夏伟文 & 陈薛卉 (20 June 2016)
A barren land may produce few big trees but not a forest. Malaysia has a world badminton champion in Datuk Lee Chong Wei but didn’t have enough champion players to make a world champion team. One dominant reason for this is the “system”. Portugal and Argentina may have Ronaldo and Messi winning the world best player award for record of times but it is the German system that produce enough talents and good fundamental (include technical expertise and teamwork) to perform consistently at highest level and then, finally won the football World Cup.
Therefore, the foundation of high and sustainable economic growth should be good system in every aspect. In November/December 2014 article in this same column, we proposed a new analysis model as in Figure 1. As we can see, the “system” plays critical role as catalyst or platform to enable development for “human”, “science & technology” and “capital”. The “system” is akin to “soil, environment and root”. If it is good, it will grow strong branches in the form of “human”, “science and technology” and “capital”. Those branches will bear fruits of economic growth.

### Set problem A
List each line of the records that contains the string "green".

### Lines of data
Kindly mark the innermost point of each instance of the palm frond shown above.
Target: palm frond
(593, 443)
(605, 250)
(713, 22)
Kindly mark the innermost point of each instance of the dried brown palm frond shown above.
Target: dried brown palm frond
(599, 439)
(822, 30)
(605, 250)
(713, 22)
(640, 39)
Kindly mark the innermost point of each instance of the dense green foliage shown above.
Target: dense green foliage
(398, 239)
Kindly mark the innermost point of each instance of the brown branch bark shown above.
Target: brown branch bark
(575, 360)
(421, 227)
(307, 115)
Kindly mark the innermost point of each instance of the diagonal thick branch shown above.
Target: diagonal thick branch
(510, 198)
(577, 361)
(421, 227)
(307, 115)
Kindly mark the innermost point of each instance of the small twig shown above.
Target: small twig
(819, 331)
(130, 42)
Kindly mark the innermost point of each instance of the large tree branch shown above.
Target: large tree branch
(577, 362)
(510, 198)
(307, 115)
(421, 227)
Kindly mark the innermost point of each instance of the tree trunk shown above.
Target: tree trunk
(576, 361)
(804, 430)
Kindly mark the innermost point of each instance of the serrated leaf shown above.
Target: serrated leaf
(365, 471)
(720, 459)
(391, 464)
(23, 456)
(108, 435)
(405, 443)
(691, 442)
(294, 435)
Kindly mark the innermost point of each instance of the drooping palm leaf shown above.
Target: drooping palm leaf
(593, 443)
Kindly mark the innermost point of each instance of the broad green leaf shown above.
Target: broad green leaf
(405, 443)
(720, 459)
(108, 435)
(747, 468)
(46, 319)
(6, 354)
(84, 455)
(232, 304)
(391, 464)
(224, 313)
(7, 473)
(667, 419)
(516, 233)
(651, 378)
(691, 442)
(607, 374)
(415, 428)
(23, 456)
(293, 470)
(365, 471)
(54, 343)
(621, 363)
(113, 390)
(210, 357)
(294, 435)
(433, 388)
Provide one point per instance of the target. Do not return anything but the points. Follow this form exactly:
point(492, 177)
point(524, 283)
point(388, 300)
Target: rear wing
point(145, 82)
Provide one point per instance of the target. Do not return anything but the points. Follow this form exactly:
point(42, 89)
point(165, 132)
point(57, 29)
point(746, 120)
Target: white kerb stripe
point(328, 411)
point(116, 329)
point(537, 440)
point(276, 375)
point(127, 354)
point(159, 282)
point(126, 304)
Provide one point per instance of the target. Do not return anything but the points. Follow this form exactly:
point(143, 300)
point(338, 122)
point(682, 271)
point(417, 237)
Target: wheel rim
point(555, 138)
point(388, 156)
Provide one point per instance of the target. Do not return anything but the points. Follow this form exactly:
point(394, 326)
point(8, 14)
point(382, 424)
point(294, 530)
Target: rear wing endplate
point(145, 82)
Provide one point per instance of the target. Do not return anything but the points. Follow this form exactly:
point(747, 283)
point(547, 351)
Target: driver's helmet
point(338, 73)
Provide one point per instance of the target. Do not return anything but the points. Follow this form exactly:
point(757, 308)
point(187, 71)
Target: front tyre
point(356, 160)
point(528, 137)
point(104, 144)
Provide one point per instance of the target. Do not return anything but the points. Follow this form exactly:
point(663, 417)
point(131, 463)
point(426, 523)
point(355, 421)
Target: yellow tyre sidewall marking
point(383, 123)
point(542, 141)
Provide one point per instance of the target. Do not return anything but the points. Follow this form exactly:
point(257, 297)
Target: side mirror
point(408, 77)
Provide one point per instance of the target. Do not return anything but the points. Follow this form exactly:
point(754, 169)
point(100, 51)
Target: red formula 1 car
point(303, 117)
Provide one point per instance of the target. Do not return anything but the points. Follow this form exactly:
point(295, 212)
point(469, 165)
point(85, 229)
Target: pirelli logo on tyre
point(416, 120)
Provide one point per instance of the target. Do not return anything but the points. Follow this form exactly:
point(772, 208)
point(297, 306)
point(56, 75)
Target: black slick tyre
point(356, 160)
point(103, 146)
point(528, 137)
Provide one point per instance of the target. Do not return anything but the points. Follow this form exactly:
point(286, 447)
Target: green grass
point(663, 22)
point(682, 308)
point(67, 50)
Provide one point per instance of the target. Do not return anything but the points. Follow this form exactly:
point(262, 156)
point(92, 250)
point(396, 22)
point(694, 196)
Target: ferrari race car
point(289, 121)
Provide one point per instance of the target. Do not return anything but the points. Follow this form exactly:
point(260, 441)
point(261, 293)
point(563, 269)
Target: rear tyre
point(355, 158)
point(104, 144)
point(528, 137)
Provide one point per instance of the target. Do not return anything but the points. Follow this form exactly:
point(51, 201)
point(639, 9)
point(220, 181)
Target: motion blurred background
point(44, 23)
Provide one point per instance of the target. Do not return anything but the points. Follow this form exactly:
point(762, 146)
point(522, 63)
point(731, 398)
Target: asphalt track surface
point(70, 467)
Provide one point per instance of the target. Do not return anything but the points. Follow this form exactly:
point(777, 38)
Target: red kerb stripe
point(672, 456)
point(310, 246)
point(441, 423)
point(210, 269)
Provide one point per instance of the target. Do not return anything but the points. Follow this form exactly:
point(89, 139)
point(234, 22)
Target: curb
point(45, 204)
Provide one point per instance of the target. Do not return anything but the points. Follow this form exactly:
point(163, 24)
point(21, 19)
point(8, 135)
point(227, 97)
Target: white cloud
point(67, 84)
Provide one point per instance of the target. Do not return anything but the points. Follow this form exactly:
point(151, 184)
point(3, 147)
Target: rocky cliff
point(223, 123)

### Set problem B
Determine whether each of the following statements agrees with the article on economic systems, answering yes or no and quoting the deciding words: (i) the article states that the football World Cup was finally won through the German system; (ii) the analysis model was proposed in an article from 2015; (iii) the article likens the "system" to the fruits of economic growth.

### Answer A
Kindly mark the innermost point of each instance of the dense green foliage shown above.
Target: dense green foliage
Kindly mark the innermost point of each instance of the broad green leaf shown above.
Target: broad green leaf
Target: green grass

### Answer B
(i) Yes: "it is the German system that produce enough talents and good fundamental (include technical expertise and teamwork) to perform consistently at highest level and then, finally won the football World Cup."
(ii) No: "In November/December 2014 article in this same column, we proposed a new analysis model as in Figure 1."
(iii) No: "The “system” is akin to “soil, environment and root”."